练习题 A →
根据下面关于 Redis 哨兵集群的正文回答：
(i) 哨兵主要执行哪三个任务？
(ii) 简称 odown 指的是什么？
(iii) 过滤后的 redis.conf 中，port 设置为多少？

正文 →
哨兵集群介绍
Redis的哨兵(sentinel) 常用于管理多个 Redis 服务器,它主要会执行以下三个任务:
监控(Monitoring):哨兵(sentinel) 会不断地检查你的Master和Slave是否运作正常。
提醒(Notification):当被监控的某个 Redis出现问题时, 哨兵(sentinel) 可以通过 API 向管理员或者其他应用程序发送通知。
自动故障迁移(Automatic failover):当一个Master不能正常工作时,哨兵(sentinel) 会开始一次自动故障迁移操作,它会将 Master 故障后的其中一个 Slave 升级为新的 Master,并让 Master 故障后的其他 Slave 改为复制新的Master;当客户端试图连接故障的 Master 时,集群也会向客户端返回新Master的地址,使得集群可以使用新的 Master 代替故障的 Master。
哨兵(sentinel) 是一个分布式系统,你可以在一个架构中运行多个哨兵(sentinel) 进程,这些进程使用流言协议(gossipprotocols)来接收关于 Master 是否下线的信息,并使用投票协议(agreement protocols)来决定是否执行自动故障迁移,以及选择哪个 Slave 作为新的 Master。
每个哨兵(sentinel) 会向其它哨兵(sentinel)、master、slave定时发送消息,以确认对方是否“活”着,如果发现对方在指定时间(可配置)内未回应,则暂时认为对方已挂(所谓的”主观认为宕机” Subjective Down,简称sdown)。
若“哨兵群”中的多数 sentinel ,报告某一 Master 没响应,系统才认为该 Master "彻底死亡"(即:客观上的真正down机,Objective Down,简称odown),通过一定的vote算法,从剩下的slave节点中,选一台提升为master,然后自动修改相关配置。
虽然哨兵(sentinel) 释出为一个单独的可执行文件 redis-sentinel ,但实际上它只是一个运行在特殊模式下的 Redis 服务器,你可以在启动一个普通 Redis 服务器时通过给定 --sentinel 选项来启动哨兵(sentinel)。
服务器规划
Redis安装
下载官方安装包:https://redis.io/download
1、Redis支持包安装
由于 Redis 是由 C 语言编写,所系统需要安装 gcc
[root@rocketmq-nameserver1 ~]# yum install -y gcc automake autoconf libtool make
2、解压下载的 Redis 安装包,并进入目录,进行编译,分别在3台服务器上操作。
[root@rocketmq-nameserver1 redis-5.0.4]# make install
此过程大概需要2分钟左右,耐心等待。。。。。。
说明:如果在编译过程中出现 该错误,则需要在编译的时候使用此命令 make MALLOC=libc install 可解决。
3、复制 Redis 命令文件到 /usr/bin 目录
[root@rocketmq-nameserver1 redis-5.0.4]# cd src/
[root@rocketmq-nameserver1 src]# cp redis-cli redis-sentinel redis-server /usr/bin
redis配置
过滤 Redis 配置文件 redis.conf
[root@rocketmq-nameserver1 redis-5.0.4]# grep -Ev "^#|^$" redis.conf
bind 192.168.2.177
protected-mode yes
port 6379
tcp-backlog 511
timeout 0
tcp-keepalive 300
daemonize yes
supervised no
pidfile /wdata/redis/data/redis.pid
loglevel notice
logfile "/wdata/redis/logs/redis.log"

给定清单 →
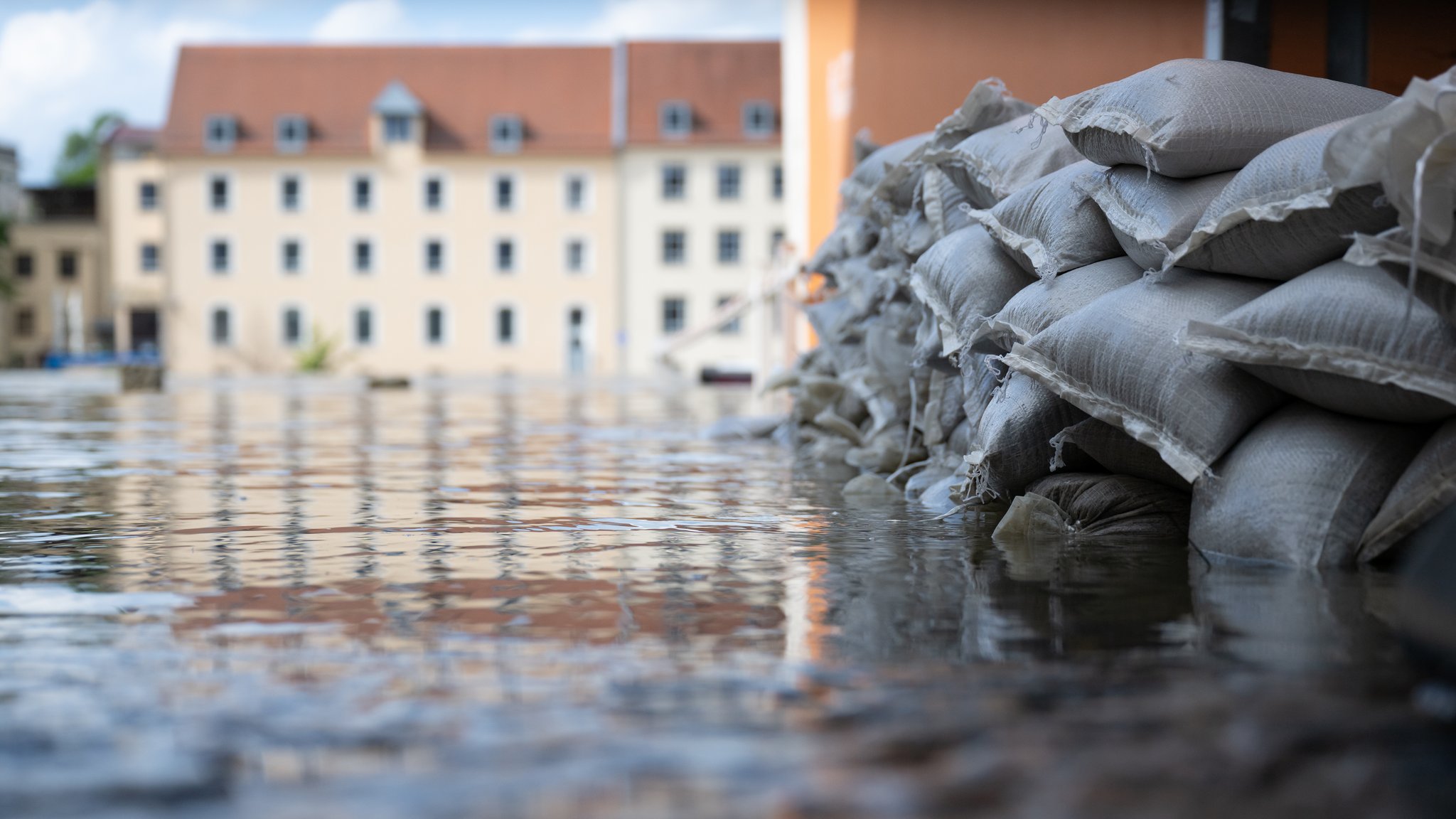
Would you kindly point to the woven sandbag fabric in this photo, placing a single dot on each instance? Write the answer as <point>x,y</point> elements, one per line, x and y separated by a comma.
<point>1197,117</point>
<point>1050,226</point>
<point>1302,487</point>
<point>1047,301</point>
<point>1283,215</point>
<point>964,279</point>
<point>1117,360</point>
<point>1149,213</point>
<point>1340,338</point>
<point>1423,491</point>
<point>997,162</point>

练习题 B → 将上面的清单输出为两列 CSV，列名为 prompt 和 target，每条占一行。prompt 填其中的文字，target 填对应的答案，每项各放在一个带引号的字段里，换行改为空格。答案中不要包含图片。

完整解答 A →
(i) 监控（Monitoring）、提醒（Notification）、自动故障迁移（Automatic failover）
(ii) 客观上的真正 down 机，即 Objective Down
(iii) 6379

完整解答 B →
prompt,target
"Would you kindly point to the woven sandbag fabric in this photo, placing a single dot on each instance? Write the answer as <point>x,y</point> elements, one per line, x and y separated by a comma.","<point>1197,117</point> <point>1050,226</point> <point>1302,487</point> <point>1047,301</point> <point>1283,215</point> <point>964,279</point> <point>1117,360</point> <point>1149,213</point> <point>1340,338</point> <point>1423,491</point> <point>997,162</point>"